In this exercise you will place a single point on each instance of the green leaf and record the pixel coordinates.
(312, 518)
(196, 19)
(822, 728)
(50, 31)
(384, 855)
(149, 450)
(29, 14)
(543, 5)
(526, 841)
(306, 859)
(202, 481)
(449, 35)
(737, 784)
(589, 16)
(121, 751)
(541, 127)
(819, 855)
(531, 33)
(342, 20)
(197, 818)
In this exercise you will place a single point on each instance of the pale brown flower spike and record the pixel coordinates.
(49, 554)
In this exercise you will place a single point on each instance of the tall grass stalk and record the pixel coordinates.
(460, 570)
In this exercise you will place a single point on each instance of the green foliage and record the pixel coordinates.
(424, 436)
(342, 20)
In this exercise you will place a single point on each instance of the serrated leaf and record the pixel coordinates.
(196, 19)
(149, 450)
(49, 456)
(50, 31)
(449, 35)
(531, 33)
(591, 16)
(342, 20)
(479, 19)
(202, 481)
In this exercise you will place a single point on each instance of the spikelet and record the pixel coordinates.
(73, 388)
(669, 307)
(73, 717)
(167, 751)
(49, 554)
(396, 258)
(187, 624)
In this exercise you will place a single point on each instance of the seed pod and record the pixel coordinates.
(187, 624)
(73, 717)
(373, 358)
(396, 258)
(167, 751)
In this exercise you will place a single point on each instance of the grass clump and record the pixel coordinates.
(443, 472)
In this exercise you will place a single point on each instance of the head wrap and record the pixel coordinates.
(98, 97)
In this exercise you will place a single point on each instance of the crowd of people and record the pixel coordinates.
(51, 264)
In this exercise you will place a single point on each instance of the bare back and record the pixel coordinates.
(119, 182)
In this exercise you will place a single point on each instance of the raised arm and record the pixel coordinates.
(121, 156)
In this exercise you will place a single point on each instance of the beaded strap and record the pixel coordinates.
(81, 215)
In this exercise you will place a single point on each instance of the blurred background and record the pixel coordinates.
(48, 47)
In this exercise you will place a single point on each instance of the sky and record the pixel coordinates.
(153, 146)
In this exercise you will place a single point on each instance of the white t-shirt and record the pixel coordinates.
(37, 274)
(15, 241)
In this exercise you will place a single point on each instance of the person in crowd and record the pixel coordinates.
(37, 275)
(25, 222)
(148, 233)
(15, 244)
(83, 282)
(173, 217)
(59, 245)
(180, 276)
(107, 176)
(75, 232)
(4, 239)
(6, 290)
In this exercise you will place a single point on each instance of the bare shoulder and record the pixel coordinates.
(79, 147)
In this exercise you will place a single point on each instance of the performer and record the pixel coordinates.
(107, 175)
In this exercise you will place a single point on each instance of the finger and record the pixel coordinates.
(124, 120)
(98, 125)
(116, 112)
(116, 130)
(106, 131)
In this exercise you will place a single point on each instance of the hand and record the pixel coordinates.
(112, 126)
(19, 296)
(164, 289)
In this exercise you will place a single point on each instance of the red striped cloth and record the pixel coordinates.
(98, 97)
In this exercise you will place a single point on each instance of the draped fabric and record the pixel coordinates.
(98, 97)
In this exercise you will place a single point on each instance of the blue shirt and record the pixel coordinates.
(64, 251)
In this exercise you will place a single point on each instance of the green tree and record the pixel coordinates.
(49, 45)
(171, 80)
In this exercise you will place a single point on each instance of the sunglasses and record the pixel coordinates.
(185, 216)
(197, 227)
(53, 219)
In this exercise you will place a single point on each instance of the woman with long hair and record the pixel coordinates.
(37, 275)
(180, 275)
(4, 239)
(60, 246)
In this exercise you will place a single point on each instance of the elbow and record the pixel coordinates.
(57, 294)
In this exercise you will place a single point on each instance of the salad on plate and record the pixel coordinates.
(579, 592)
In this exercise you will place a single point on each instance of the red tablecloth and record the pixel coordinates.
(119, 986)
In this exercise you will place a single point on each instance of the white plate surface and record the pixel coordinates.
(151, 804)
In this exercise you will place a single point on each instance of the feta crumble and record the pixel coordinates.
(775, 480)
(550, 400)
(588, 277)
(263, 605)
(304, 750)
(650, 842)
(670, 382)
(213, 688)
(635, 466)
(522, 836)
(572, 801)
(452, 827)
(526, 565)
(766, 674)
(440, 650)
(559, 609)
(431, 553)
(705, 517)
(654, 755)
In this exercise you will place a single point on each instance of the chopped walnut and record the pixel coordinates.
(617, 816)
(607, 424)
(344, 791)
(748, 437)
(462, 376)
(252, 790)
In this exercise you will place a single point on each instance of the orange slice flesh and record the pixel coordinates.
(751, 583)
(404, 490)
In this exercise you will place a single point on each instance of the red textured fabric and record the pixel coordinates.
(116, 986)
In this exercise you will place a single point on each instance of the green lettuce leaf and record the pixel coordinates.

****

▶ Instructions to follow:
The full listing is to be copied verbatim.

▶ Answer to the problem:
In this exercise you will place a single point on each instance of the green leaf and record the pixel coordinates.
(312, 518)
(196, 19)
(822, 728)
(50, 31)
(384, 855)
(149, 450)
(29, 14)
(543, 5)
(526, 841)
(306, 859)
(202, 481)
(449, 35)
(737, 784)
(589, 16)
(121, 751)
(541, 127)
(819, 855)
(531, 33)
(342, 20)
(197, 818)
In this exercise you will place a single point on each instance of the pale brown flower spike and record the pixel coordinates.
(49, 554)
In this exercise you will place a single point on each instance of the tall grass stalk and record the pixel coordinates.
(460, 570)
In this exercise you will place a single point on each instance of the green foliage and record the pixel coordinates.
(424, 436)
(342, 20)
In this exercise you will place a single point on each instance of the serrated leaf and record the pixel coordinates.
(196, 19)
(149, 450)
(49, 456)
(50, 31)
(449, 35)
(531, 33)
(591, 16)
(342, 20)
(479, 19)
(202, 481)
In this exercise you will place a single point on each instance of the spikelet and record the pixel coordinates.
(73, 388)
(669, 307)
(73, 717)
(167, 751)
(49, 554)
(396, 258)
(187, 624)
In this exercise you will place a single point on each instance of the seed pod and record the pixel coordinates.
(187, 624)
(73, 717)
(373, 358)
(396, 258)
(167, 751)
In this exercise you will place a single point on each instance of the grass clump and record the pixel coordinates.
(443, 472)
In this exercise you will place a single point on each instance of the head wrap and record the pixel coordinates.
(98, 97)
In this exercise you will place a single point on each instance of the crowd of people and record the pixel coordinates.
(51, 264)
In this exercise you will place a single point on each instance of the bare back and record the pixel coordinates.
(119, 182)
In this exercise you will place a single point on each instance of the raised arm and record the pixel coordinates.
(121, 156)
In this exercise you will place a single point on each instance of the beaded strap and record the pixel coordinates.
(81, 215)
In this exercise you will place a single point on each instance of the blurred background and record the pixel coordinates.
(48, 47)
In this exercise you will place a single point on each instance of the sky and record the pixel coordinates.
(153, 146)
In this exercise you will place a single point on each instance of the white t-shirt and record the pixel coordinates.
(37, 274)
(15, 241)
In this exercise you will place a single point on each instance of the person in crowd and record the pixel coordinates.
(37, 275)
(25, 222)
(148, 233)
(15, 244)
(83, 282)
(173, 217)
(59, 245)
(180, 276)
(107, 176)
(75, 232)
(4, 239)
(6, 290)
In this exercise you will place a single point on each instance of the bare shoulder and record the pixel coordinates.
(79, 147)
In this exercise you will place a single point on each instance of the performer and record the pixel coordinates.
(107, 175)
In this exercise you will place a single point on each instance of the finger and record the pixel coordinates.
(124, 120)
(98, 125)
(116, 112)
(116, 130)
(106, 131)
In this exercise you will place a single point on each instance of the hand and record the pixel coordinates.
(112, 126)
(19, 296)
(164, 289)
In this exercise you will place a single point on each instance of the red striped cloth and record the pixel coordinates.
(98, 97)
In this exercise you will place a single point on each instance of the draped fabric and record the pixel coordinates.
(98, 97)
In this exercise you will place a single point on each instance of the blue shirt and record the pixel coordinates.
(64, 251)
In this exercise you will place a single point on each instance of the green tree and record the pixel coordinates.
(49, 45)
(171, 80)
In this exercise you will place a single point on each instance of the sunglasses and record the pixel coordinates.
(185, 216)
(197, 227)
(53, 219)
In this exercise you will place a single point on each instance of the woman with long hair and record the pixel coordinates.
(37, 275)
(180, 275)
(4, 239)
(60, 246)
In this exercise you will place a single point on each instance of the elbow and record the pixel coordinates.
(57, 294)
In this exercise you will place a single point on each instance of the salad on plate and record the pixel coordinates.
(579, 592)
In this exercise you will place a single point on each instance of the red tablecloth and record the pixel coordinates.
(119, 986)
In this exercise you will place a single point on each instance of the white plate surface and record the pixel coordinates.
(151, 804)
In this exercise you will place a single point on each instance of the feta crumble and record the pixel coordinates.
(775, 480)
(550, 400)
(588, 277)
(263, 605)
(304, 750)
(650, 842)
(670, 382)
(213, 688)
(635, 466)
(522, 836)
(572, 801)
(452, 827)
(526, 565)
(766, 674)
(440, 650)
(559, 609)
(431, 553)
(705, 517)
(654, 755)
In this exercise you will place a single point on each instance of the chopped walnut and record the pixel coordinates.
(617, 816)
(607, 424)
(344, 791)
(748, 437)
(462, 376)
(252, 790)
In this exercise you will place a single point on each instance of the orange slice flesh and record the pixel coordinates.
(751, 583)
(404, 490)
In this exercise you will place a single point on each instance of the red textured fabric and record the pixel coordinates.
(116, 986)
In this exercise you will place a single point on each instance of the green lettuce leaf and record the pixel coordinates.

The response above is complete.